### Required work:
Print, exactly as written, the line containing "In this exercise you will tag the red jacket" and every line after it, ending with the final line of the data below.

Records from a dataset
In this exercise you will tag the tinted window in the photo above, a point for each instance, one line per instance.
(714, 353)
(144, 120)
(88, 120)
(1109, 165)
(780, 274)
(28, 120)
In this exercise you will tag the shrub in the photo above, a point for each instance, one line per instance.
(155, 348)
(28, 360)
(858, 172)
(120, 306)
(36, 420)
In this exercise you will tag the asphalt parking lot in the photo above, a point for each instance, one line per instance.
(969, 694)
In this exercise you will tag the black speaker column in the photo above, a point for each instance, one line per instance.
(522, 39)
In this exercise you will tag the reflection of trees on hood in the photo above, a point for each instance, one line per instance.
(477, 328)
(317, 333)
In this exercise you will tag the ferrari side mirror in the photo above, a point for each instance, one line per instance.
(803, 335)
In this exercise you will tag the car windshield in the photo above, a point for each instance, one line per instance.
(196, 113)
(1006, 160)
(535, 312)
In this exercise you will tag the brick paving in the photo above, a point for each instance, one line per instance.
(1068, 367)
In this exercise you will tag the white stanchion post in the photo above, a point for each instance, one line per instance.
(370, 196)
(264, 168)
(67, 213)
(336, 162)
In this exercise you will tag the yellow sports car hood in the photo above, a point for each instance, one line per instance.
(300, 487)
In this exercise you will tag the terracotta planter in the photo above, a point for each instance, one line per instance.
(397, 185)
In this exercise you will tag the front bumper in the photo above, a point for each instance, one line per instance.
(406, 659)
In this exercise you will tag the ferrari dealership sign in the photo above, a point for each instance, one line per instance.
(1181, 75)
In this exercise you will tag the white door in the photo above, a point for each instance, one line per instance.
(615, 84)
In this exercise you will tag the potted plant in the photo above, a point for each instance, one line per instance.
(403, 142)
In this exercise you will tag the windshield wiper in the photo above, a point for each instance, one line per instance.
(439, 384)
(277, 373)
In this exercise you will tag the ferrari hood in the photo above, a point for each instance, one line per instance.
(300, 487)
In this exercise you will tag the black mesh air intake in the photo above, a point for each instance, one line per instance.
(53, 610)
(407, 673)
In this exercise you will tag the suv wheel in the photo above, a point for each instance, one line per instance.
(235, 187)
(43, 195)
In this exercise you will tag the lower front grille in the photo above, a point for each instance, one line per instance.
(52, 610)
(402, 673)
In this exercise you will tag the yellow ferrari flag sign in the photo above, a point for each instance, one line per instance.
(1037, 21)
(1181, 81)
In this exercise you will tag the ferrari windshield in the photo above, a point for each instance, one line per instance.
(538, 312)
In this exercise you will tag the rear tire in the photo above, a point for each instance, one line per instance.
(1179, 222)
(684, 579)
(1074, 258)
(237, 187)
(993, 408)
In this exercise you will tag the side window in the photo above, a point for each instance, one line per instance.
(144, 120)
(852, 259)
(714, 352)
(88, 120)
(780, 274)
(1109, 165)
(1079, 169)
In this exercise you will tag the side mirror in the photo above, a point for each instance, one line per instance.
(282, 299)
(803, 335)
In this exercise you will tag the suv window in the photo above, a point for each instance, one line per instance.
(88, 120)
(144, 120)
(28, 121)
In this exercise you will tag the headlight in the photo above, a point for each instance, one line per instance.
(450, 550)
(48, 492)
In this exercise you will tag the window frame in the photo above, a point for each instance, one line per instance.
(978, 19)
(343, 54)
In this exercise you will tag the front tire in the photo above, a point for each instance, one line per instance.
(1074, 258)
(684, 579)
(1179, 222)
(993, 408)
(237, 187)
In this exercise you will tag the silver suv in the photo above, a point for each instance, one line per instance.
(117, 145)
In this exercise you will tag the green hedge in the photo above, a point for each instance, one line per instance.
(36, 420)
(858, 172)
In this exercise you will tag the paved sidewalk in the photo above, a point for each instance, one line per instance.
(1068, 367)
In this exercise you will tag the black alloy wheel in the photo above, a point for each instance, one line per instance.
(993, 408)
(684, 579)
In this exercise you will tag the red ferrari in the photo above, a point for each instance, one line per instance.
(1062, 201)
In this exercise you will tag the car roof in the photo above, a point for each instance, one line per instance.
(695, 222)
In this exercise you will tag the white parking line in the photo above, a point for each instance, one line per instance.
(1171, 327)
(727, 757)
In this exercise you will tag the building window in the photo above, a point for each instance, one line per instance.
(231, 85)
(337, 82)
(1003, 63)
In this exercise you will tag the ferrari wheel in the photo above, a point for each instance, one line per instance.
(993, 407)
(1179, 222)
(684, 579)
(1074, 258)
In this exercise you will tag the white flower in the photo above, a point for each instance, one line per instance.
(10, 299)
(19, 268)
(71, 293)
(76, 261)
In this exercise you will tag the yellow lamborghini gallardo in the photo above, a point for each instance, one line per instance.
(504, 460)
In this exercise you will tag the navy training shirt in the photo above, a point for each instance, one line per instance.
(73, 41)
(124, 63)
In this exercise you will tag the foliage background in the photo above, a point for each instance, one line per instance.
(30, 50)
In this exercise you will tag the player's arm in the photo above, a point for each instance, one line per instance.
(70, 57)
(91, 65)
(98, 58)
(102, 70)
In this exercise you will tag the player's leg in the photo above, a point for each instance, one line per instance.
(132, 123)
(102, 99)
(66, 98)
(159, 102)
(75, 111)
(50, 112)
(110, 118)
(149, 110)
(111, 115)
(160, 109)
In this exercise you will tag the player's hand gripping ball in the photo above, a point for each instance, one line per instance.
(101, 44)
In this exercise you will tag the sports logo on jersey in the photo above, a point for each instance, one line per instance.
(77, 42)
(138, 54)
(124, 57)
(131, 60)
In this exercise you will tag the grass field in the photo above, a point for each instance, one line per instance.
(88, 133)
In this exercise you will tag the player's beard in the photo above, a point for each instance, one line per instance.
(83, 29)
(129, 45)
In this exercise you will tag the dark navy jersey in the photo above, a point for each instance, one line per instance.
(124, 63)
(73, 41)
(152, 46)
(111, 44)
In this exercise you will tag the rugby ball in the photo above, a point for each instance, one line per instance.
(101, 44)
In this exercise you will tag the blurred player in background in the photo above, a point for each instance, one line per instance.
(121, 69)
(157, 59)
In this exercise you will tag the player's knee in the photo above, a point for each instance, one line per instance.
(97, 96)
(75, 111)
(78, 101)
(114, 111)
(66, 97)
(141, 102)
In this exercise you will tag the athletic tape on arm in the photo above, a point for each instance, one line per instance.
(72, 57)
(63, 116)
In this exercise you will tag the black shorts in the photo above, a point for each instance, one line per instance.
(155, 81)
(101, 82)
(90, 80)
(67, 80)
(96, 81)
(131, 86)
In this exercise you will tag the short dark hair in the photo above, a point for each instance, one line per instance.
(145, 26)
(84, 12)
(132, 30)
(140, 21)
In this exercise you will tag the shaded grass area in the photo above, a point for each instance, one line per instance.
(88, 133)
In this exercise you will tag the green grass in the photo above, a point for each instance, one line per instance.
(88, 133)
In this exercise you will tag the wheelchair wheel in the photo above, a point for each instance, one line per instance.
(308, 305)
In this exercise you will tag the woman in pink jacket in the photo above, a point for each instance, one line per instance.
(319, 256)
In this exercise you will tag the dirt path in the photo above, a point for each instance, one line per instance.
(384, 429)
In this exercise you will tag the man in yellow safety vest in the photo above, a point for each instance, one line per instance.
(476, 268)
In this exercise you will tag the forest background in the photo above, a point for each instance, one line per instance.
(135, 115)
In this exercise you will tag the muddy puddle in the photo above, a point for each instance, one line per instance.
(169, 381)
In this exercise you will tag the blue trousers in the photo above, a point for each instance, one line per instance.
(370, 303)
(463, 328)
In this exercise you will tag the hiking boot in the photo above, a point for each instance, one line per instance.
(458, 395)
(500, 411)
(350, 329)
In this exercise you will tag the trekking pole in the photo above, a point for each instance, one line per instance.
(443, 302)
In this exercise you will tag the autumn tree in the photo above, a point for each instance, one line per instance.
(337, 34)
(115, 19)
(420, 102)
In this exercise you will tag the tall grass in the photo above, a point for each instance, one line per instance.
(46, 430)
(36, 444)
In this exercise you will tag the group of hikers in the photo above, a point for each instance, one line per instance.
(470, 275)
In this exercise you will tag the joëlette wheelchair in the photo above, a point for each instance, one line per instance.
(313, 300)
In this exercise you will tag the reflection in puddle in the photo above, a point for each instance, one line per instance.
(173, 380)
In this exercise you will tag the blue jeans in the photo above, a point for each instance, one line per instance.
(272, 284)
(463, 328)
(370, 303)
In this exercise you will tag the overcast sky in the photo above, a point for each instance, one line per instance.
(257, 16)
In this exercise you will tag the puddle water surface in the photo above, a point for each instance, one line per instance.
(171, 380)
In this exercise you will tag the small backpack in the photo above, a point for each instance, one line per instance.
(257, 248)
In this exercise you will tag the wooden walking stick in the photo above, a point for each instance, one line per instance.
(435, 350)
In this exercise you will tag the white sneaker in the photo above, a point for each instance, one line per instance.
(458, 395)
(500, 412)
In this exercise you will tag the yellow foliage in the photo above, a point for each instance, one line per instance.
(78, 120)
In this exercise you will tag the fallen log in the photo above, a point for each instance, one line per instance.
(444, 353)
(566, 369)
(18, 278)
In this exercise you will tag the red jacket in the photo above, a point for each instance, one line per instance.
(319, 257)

### Task result:
In this exercise you will tag the red jacket in the photo above, a point for each instance, one line per instance.
(319, 257)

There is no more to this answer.